_Working data_
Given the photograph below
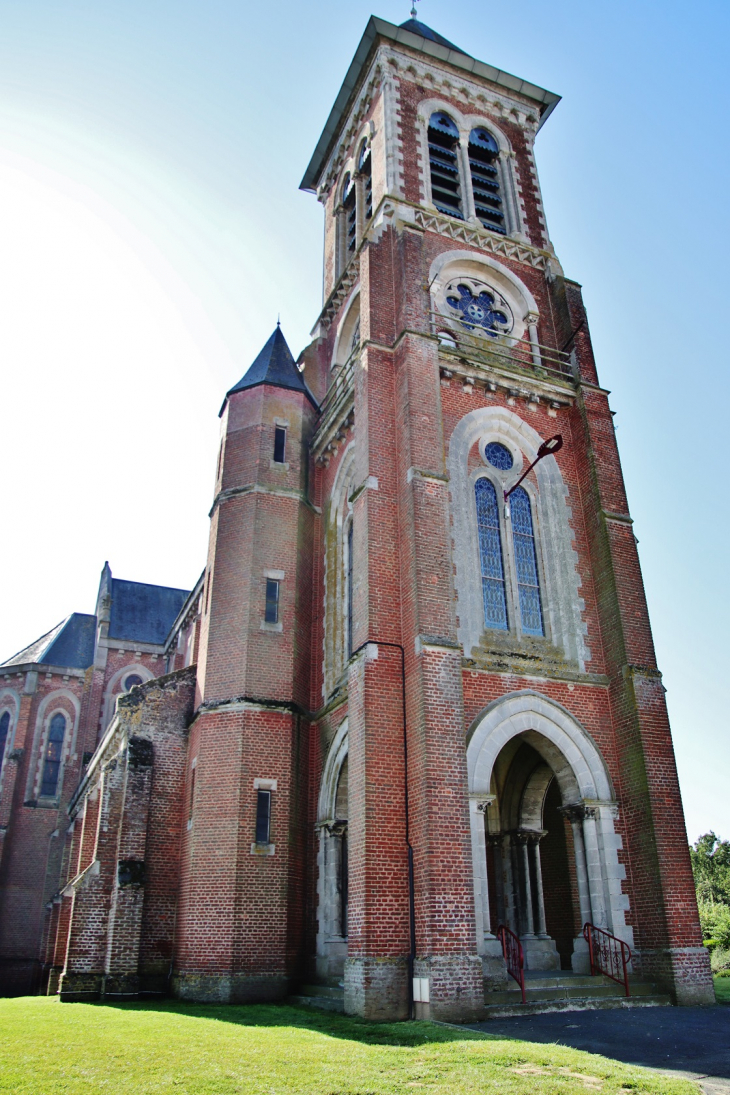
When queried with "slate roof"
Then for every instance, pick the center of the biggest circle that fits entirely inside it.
(69, 645)
(417, 27)
(415, 35)
(143, 613)
(276, 366)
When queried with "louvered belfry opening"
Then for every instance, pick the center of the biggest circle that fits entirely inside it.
(483, 154)
(350, 207)
(442, 146)
(365, 168)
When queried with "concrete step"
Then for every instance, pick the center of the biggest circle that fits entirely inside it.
(499, 1011)
(329, 998)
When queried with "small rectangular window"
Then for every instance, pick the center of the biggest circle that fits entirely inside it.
(263, 816)
(271, 601)
(279, 445)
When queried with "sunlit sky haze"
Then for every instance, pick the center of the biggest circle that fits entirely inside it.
(151, 230)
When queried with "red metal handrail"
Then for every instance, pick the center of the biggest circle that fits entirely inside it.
(513, 955)
(609, 954)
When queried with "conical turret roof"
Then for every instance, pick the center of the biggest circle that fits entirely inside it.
(276, 366)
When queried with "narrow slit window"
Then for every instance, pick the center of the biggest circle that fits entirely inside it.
(443, 161)
(525, 563)
(279, 445)
(490, 555)
(53, 755)
(365, 166)
(350, 206)
(4, 727)
(349, 590)
(192, 803)
(263, 817)
(483, 156)
(271, 614)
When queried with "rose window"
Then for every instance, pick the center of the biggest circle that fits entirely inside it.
(478, 308)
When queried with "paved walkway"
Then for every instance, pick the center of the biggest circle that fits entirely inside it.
(688, 1041)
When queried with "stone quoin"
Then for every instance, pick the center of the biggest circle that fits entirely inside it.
(398, 709)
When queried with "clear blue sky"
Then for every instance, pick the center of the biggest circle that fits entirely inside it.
(151, 230)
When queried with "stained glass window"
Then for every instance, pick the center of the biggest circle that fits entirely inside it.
(490, 555)
(483, 154)
(478, 310)
(348, 648)
(498, 456)
(4, 726)
(442, 145)
(525, 561)
(54, 752)
(365, 166)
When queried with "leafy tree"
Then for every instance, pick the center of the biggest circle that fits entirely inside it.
(710, 865)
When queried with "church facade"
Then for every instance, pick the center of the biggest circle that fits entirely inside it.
(414, 695)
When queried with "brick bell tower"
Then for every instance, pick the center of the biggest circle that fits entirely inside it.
(489, 726)
(240, 898)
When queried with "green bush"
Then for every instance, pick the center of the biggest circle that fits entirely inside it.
(720, 960)
(715, 921)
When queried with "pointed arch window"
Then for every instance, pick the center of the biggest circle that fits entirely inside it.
(483, 156)
(348, 594)
(53, 755)
(365, 170)
(4, 729)
(443, 161)
(490, 555)
(350, 208)
(525, 563)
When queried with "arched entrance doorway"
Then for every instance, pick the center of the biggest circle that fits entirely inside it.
(544, 846)
(333, 861)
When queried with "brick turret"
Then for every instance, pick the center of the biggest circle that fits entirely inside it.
(239, 866)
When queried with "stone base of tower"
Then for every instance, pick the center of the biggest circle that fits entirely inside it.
(682, 971)
(455, 988)
(377, 988)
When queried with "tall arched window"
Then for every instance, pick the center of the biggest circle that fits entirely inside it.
(350, 207)
(483, 154)
(51, 762)
(525, 563)
(365, 169)
(4, 727)
(348, 623)
(490, 554)
(443, 159)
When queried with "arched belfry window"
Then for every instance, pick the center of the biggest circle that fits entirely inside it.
(53, 755)
(483, 156)
(4, 728)
(525, 563)
(365, 170)
(443, 159)
(490, 555)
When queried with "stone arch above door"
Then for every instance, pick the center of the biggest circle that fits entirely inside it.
(586, 791)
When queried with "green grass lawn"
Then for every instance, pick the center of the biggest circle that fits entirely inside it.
(48, 1048)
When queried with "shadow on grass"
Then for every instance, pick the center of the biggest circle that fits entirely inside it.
(327, 1023)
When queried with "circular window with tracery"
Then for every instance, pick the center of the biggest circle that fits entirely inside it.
(498, 456)
(478, 308)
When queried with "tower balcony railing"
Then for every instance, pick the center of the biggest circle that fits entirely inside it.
(489, 349)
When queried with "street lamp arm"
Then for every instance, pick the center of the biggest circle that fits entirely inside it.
(548, 448)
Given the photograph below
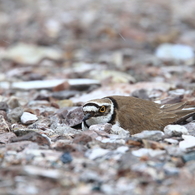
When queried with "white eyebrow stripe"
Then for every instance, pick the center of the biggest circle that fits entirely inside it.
(90, 108)
(162, 106)
(188, 108)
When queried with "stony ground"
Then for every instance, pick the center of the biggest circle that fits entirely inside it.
(56, 55)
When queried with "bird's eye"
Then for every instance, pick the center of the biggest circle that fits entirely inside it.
(102, 109)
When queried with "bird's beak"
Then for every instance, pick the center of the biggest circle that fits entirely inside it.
(87, 116)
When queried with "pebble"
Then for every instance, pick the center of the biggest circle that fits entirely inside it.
(82, 139)
(175, 130)
(174, 52)
(171, 141)
(120, 131)
(49, 84)
(13, 102)
(191, 128)
(4, 127)
(66, 157)
(3, 106)
(151, 135)
(188, 157)
(101, 127)
(15, 114)
(96, 153)
(147, 152)
(30, 54)
(90, 176)
(28, 118)
(187, 143)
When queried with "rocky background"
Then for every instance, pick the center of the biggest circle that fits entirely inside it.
(54, 56)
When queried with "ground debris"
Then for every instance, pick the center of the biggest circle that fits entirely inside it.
(55, 56)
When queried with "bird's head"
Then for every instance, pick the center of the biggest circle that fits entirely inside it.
(97, 111)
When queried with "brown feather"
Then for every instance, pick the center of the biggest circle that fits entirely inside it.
(137, 115)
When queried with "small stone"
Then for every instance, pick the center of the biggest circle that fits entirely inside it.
(5, 137)
(126, 161)
(28, 118)
(170, 170)
(122, 149)
(191, 128)
(4, 127)
(174, 151)
(65, 103)
(101, 127)
(147, 152)
(120, 131)
(82, 139)
(175, 130)
(13, 102)
(188, 157)
(66, 94)
(90, 176)
(71, 117)
(175, 52)
(189, 142)
(3, 106)
(171, 141)
(66, 157)
(41, 139)
(96, 153)
(151, 135)
(15, 114)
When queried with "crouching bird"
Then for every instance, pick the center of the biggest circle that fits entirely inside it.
(133, 114)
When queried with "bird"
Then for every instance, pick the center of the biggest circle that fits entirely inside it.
(134, 114)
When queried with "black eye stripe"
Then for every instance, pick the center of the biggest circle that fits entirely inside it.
(91, 104)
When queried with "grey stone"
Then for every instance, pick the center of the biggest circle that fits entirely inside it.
(175, 130)
(28, 118)
(150, 135)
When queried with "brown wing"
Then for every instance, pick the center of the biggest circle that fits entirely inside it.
(136, 114)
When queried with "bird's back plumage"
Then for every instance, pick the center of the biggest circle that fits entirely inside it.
(137, 114)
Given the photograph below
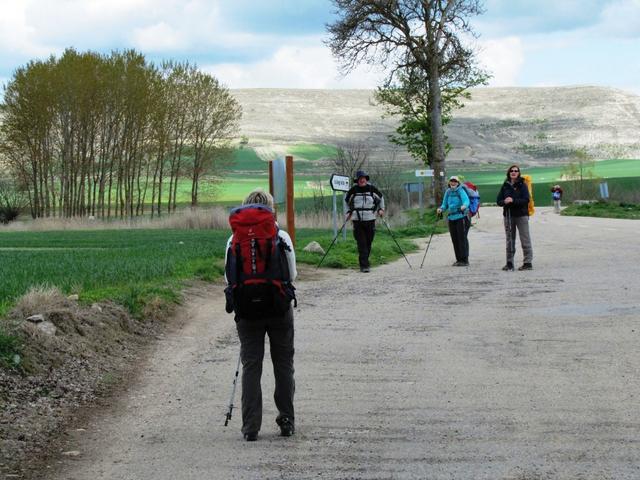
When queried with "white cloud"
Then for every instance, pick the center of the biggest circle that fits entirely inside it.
(621, 19)
(16, 35)
(503, 58)
(157, 38)
(293, 67)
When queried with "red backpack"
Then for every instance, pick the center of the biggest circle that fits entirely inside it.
(259, 282)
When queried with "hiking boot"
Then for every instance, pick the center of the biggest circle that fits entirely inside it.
(251, 436)
(286, 427)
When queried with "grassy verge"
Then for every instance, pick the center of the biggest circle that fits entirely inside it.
(604, 210)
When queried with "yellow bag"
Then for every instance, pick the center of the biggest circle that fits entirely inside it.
(527, 179)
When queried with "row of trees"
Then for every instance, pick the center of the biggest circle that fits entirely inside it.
(108, 135)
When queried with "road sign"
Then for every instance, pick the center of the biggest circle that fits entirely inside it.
(414, 187)
(279, 180)
(339, 182)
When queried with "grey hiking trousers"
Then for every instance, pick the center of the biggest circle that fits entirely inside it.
(521, 224)
(251, 334)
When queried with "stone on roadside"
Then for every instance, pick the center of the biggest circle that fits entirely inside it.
(37, 318)
(314, 247)
(72, 453)
(96, 307)
(47, 327)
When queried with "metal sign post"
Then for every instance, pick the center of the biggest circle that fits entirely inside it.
(339, 183)
(414, 187)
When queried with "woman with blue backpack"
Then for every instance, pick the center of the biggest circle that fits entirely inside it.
(456, 203)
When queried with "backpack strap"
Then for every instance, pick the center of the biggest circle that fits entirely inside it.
(238, 263)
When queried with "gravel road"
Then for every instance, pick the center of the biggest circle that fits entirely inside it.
(438, 373)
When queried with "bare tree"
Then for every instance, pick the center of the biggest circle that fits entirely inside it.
(404, 36)
(351, 157)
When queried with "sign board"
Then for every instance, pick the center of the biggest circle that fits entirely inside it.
(339, 183)
(279, 180)
(414, 187)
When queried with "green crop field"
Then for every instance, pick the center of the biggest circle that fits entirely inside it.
(106, 263)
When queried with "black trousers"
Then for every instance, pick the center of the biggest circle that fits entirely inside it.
(458, 229)
(251, 334)
(363, 232)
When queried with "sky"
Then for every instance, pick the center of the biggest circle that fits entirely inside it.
(280, 43)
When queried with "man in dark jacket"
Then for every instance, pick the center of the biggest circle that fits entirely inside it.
(364, 201)
(514, 200)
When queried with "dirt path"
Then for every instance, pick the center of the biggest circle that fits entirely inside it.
(463, 373)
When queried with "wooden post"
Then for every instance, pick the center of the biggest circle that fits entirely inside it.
(275, 210)
(291, 225)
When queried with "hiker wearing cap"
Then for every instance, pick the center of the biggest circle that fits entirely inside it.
(456, 203)
(364, 202)
(556, 196)
(273, 318)
(513, 197)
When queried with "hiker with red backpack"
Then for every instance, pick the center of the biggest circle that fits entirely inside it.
(260, 266)
(514, 199)
(456, 203)
(364, 202)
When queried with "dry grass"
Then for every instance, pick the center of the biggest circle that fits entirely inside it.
(38, 299)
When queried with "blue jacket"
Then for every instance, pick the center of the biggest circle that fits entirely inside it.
(453, 199)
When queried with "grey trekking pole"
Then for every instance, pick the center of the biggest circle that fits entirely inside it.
(233, 393)
(334, 241)
(512, 237)
(430, 237)
(394, 239)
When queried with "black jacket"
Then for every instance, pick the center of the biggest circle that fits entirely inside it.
(364, 202)
(520, 194)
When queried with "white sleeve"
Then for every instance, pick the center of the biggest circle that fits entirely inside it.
(291, 254)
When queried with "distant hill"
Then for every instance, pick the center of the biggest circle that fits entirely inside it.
(498, 125)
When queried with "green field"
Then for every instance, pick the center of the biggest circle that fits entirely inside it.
(122, 264)
(106, 263)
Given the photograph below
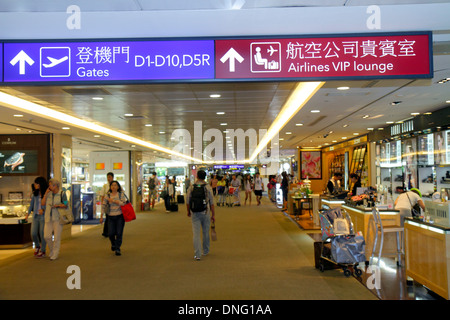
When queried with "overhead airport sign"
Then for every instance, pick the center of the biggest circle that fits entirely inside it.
(109, 61)
(361, 56)
(242, 59)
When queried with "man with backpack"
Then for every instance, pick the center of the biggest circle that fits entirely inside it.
(199, 202)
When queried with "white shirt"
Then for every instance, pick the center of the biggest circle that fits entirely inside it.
(404, 203)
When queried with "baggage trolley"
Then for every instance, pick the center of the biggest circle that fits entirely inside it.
(341, 248)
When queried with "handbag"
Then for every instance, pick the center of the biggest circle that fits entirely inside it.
(213, 232)
(415, 212)
(65, 216)
(128, 211)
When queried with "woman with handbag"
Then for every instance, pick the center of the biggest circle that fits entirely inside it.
(54, 199)
(407, 201)
(37, 227)
(112, 204)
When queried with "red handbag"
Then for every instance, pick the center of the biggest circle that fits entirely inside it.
(128, 211)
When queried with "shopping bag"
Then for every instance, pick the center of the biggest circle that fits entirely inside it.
(65, 216)
(128, 212)
(213, 232)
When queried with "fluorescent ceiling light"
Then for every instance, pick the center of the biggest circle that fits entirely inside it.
(30, 107)
(296, 101)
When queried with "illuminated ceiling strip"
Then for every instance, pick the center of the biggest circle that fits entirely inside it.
(303, 92)
(299, 97)
(33, 108)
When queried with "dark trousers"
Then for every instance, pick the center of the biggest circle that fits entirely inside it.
(105, 227)
(115, 231)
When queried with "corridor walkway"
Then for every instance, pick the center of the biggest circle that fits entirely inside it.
(260, 254)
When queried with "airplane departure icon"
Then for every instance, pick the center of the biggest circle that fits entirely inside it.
(54, 62)
(271, 50)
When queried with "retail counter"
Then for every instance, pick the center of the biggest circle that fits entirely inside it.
(427, 255)
(362, 219)
(332, 202)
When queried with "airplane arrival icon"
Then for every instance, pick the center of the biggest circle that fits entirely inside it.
(54, 62)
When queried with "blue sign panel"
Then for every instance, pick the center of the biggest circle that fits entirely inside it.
(109, 61)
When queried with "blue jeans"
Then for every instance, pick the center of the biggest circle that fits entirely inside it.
(115, 230)
(200, 228)
(37, 231)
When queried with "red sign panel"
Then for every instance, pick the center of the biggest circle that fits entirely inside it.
(354, 57)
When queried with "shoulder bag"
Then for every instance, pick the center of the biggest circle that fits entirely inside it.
(128, 211)
(415, 212)
(65, 214)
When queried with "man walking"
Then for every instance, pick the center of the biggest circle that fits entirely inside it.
(199, 202)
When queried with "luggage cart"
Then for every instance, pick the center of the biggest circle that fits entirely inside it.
(341, 248)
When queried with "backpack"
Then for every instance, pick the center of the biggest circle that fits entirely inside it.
(197, 202)
(151, 183)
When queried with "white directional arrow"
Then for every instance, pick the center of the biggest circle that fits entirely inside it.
(22, 57)
(232, 55)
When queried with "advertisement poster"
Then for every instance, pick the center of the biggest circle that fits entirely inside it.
(18, 162)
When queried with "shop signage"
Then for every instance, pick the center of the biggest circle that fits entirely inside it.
(358, 56)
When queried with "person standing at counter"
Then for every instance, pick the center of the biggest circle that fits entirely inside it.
(37, 227)
(406, 201)
(53, 199)
(356, 183)
(334, 185)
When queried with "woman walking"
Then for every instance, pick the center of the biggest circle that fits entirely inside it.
(248, 187)
(37, 226)
(53, 200)
(112, 203)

_Work to complete_
Each line above that contains the word "green" should be returned.

_Response_
When queried with "green bush"
When queried with "green grass lawn"
When queried with "green crop field"
When queried with "green field"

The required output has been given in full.